* **TASK**: All of the data needs to be reproduced with no alterations.

*** Opening of DATA SUPPLIED ***

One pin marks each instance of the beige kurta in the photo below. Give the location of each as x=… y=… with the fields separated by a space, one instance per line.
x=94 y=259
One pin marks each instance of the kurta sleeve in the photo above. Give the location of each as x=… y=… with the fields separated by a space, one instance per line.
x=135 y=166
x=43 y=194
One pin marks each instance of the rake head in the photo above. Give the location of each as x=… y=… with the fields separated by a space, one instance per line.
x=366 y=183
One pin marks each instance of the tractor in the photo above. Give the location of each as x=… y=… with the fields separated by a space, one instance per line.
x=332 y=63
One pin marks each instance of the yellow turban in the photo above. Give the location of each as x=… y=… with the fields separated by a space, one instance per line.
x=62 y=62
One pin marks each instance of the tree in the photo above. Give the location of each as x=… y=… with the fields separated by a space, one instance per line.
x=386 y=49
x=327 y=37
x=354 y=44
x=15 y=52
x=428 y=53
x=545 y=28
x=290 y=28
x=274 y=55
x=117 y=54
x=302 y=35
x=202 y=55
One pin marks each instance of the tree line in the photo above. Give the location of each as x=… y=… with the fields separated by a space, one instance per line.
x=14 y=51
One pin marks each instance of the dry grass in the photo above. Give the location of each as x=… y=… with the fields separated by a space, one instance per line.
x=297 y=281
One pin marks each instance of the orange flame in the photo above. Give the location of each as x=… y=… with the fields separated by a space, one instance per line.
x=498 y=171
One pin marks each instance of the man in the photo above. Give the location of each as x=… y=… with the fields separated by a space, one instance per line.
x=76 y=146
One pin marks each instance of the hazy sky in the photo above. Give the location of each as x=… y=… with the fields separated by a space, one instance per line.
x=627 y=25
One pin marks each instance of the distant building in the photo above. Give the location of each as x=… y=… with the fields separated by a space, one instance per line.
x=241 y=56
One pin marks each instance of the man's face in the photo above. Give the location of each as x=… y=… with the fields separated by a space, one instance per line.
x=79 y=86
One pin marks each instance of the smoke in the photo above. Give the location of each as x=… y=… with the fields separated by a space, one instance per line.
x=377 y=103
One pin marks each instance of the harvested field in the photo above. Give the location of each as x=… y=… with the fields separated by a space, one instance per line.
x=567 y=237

*** Close of DATA SUPPLIED ***

* **RESULT BELOW**:
One pin marks each instance of the beige kurta in the photo below. Give the location of each as x=… y=… with the fields separated by a space, one instance per line.
x=94 y=259
One pin marks each instance of the kurta sleeve in the photo above. Give the location of each as x=… y=… with the fields separated by a space, one instance per line.
x=135 y=166
x=43 y=194
One pin marks each instance of the rake head in the photo above. Give the location of each as x=… y=… with the fields separated by a space, one instance per line.
x=366 y=183
One pin marks each instance of the tractor in the photo above. Give the location of each as x=… y=… with the fields separated by a space, one instance per line.
x=332 y=63
One pin marks each instance of the yellow turban in the photo above. Give the location of each as x=… y=… with the fields separated by a space, one instance per line.
x=62 y=62
One pin marks each instance of the tree in the photo above. Give the location of each as x=… y=… with the fields separated by a space, one instance per line.
x=386 y=49
x=327 y=37
x=354 y=44
x=15 y=52
x=428 y=53
x=545 y=28
x=290 y=28
x=274 y=55
x=117 y=54
x=302 y=35
x=202 y=55
One pin marks each instance of the tree line in the photo above. Give the location of each as x=… y=… with the fields separated by a space, one instance per line.
x=14 y=51
One pin marks each instance of the dry grass in the photo above. Give the location of each as x=… y=… with the fields separated by a space, one instance per line.
x=297 y=281
One pin marks each instance of the orange flame in the photo above. Give the location of each as x=… y=… with the fields separated by a space, one instance per line.
x=498 y=171
One pin marks each instance of the man in the photo above. Give the location of each as x=… y=… with the fields separated by a space, one instance per line.
x=76 y=146
One pin marks each instance of the hazy sky in the photo above. Give the location of each as x=… y=… with the fields separated by a space, one instance per line.
x=627 y=25
One pin marks each instance of the distant building in the photo above. Give the location of each as x=… y=… with the fields separated by a space, one instance per line.
x=241 y=56
One pin marks each instance of the man's face in the photo above. Give the location of each as x=… y=… with the fields separated by a space, one instance per line.
x=79 y=86
One pin marks each instance of the smoke in the photo above. Give the location of each as x=… y=… with the fields separated by a space, one instance per line.
x=377 y=103
One pin marks each instance of the harvested field in the photo above. Give the location of each as x=… y=… with the fields separated by a space, one instance per line.
x=567 y=237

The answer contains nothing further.